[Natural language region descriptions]
[Start of section]

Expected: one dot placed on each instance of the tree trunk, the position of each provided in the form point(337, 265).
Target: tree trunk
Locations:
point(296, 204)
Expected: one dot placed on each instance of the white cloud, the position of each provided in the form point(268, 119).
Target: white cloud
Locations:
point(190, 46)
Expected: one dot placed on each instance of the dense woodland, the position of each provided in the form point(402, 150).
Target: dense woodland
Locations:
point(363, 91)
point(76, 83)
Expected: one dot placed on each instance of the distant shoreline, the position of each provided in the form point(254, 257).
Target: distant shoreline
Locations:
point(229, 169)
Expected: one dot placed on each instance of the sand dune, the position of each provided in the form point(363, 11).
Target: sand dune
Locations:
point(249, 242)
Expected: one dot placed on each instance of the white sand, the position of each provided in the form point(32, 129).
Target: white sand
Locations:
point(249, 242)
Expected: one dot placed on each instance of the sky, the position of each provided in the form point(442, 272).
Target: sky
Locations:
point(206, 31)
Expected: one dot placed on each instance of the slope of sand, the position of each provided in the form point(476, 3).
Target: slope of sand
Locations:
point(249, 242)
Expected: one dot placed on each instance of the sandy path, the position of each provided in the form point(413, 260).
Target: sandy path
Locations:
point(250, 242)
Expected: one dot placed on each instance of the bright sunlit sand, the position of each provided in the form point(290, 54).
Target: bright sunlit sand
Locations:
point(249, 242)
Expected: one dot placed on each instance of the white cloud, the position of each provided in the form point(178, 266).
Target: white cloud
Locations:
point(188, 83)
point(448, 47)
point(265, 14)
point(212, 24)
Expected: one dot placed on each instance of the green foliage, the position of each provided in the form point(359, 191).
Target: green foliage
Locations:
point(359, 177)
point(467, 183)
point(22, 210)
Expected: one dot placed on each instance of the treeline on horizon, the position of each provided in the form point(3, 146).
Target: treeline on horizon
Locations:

[End of section]

Set down all the data exactly as given.

Expected: one dot placed on each instance of the tree trunk, the position of each provided in the form point(337, 265).
Target: tree trunk
Locations:
point(296, 204)
Expected: one dot placed on each instance of the white cloud, the position of each provided in the form point(268, 119).
Target: white cloud
Locations:
point(190, 46)
Expected: one dot placed on each instance of the dense woodland, the position of each provided in the form point(402, 150).
Target: dense woodland
Locations:
point(363, 91)
point(76, 83)
Expected: one dot placed on each instance of the distant shoreline, the position of each provided in the form point(254, 257).
Target: distant shoreline
Locations:
point(229, 169)
Expected: one dot placed on each instance of the sand dune, the position of each provided in the form point(363, 11).
Target: sand dune
Locations:
point(249, 242)
Expected: one dot placed on each instance of the white sand, the position of each provided in the form point(32, 129).
Target: white sand
Locations:
point(249, 242)
Expected: one dot placed on each instance of the sky, the position of each provided in the form point(442, 272).
Target: sky
Locations:
point(206, 31)
Expected: one dot placed on each instance of the slope of sand, the position of each provided in the form point(476, 3).
Target: slope of sand
Locations:
point(249, 242)
Expected: one dot placed on each instance of the sandy path, the position of each provided in the form point(413, 260).
Target: sandy path
Locations:
point(250, 242)
Expected: one dot placed on each instance of the bright sunlit sand, the position of each provided in the form point(290, 54).
Target: bright sunlit sand
Locations:
point(249, 242)
Expected: one dot placed on each instance of the white cloud, the position of each provided in the form point(178, 266).
Target: white cloud
Locations:
point(188, 83)
point(448, 47)
point(265, 14)
point(212, 24)
Expected: one dot placed on each instance of the green foliage, the position of each provided in the form point(359, 191).
Target: green foliage
Locations:
point(359, 177)
point(467, 183)
point(22, 210)
Expected: one dot placed on each instance of the treeline on horizon, the position of each provided in the form point(3, 146).
Target: treeline on horizon
Locations:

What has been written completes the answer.